-- TEXT PROVIDED --

Dataplex: Unified Data Governance, Central Data Management & Enhanced Data Quality

Vasu Mittal
Google Cloud - Community
7 min readMay 30, 2024

Dataplex is an intelligent data fabric that helps you unify distributed data and automate data management and governance across that data to power analytics at scale.

Data Catalog is a metadata management service within Dataplex.

What problems does Dataplex solves?

  1. Data in Silos: Data is fragmented without a single view of data universe in GCP.
  2. Data Security: Having different security models across GCP services is an extra operational overhead.
  3. Tooling & Usage: Using various GCP tools and services to query data makes it a tedious task.
  4. Data Standardization: Lack of consistent metadata, loss in data quality, and unstable data governance strategy.
  5. Data Governance: Having different models and unpredictable pricing is definitely difficult to manage.

-- DATA EXTRACT --
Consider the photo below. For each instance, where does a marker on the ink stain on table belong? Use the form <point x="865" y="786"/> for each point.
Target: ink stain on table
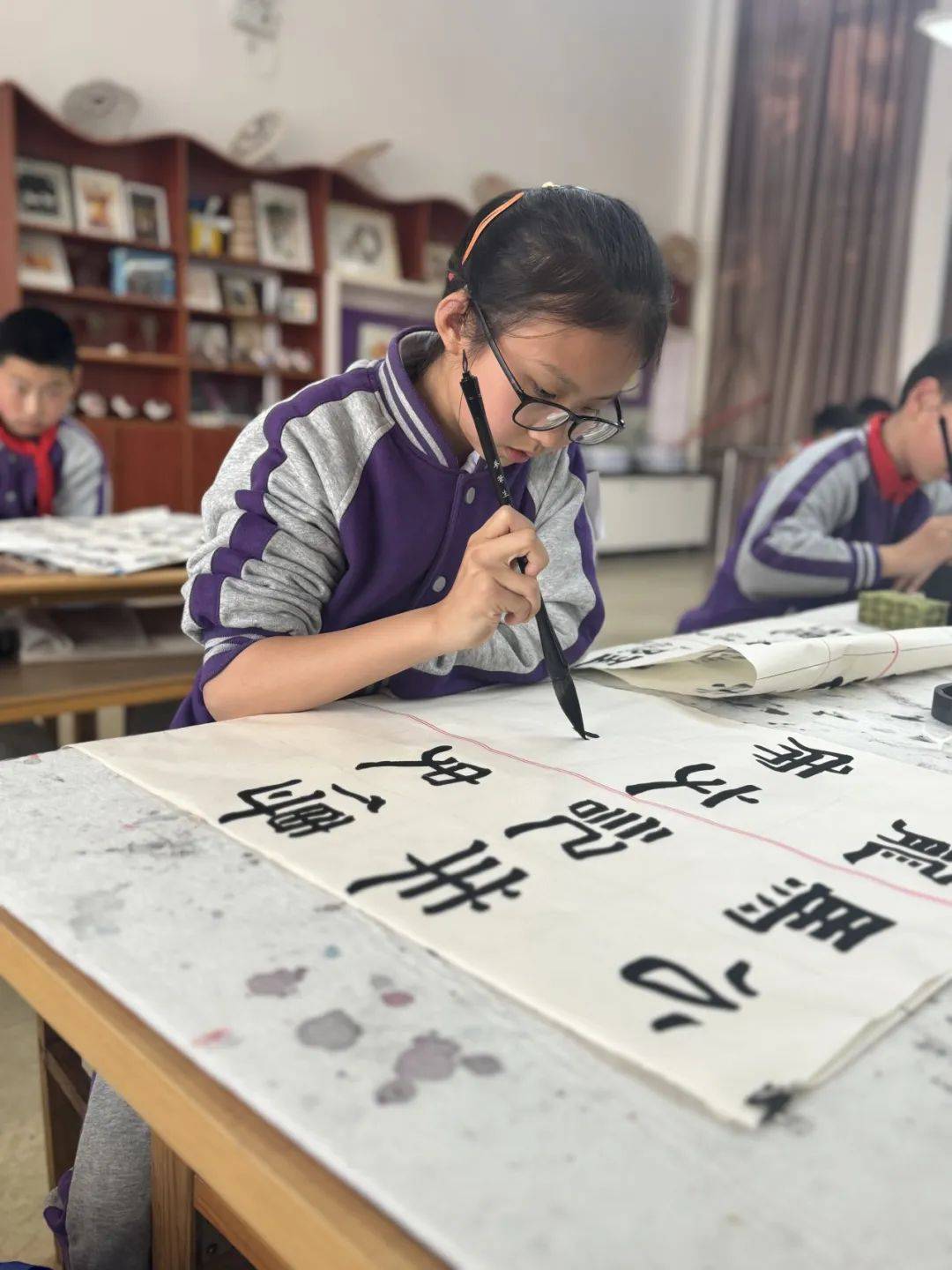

-- PROBLEM STATEMENT --
Using the Dataplex article, explain why it counts "Data Security" as a problem that Dataplex addresses. Answer in one to three sentences. The material comes from a separate source.

-- TASK OUTPUT --
The article says that having different security models across GCP services is a problem because it adds extra operational overhead.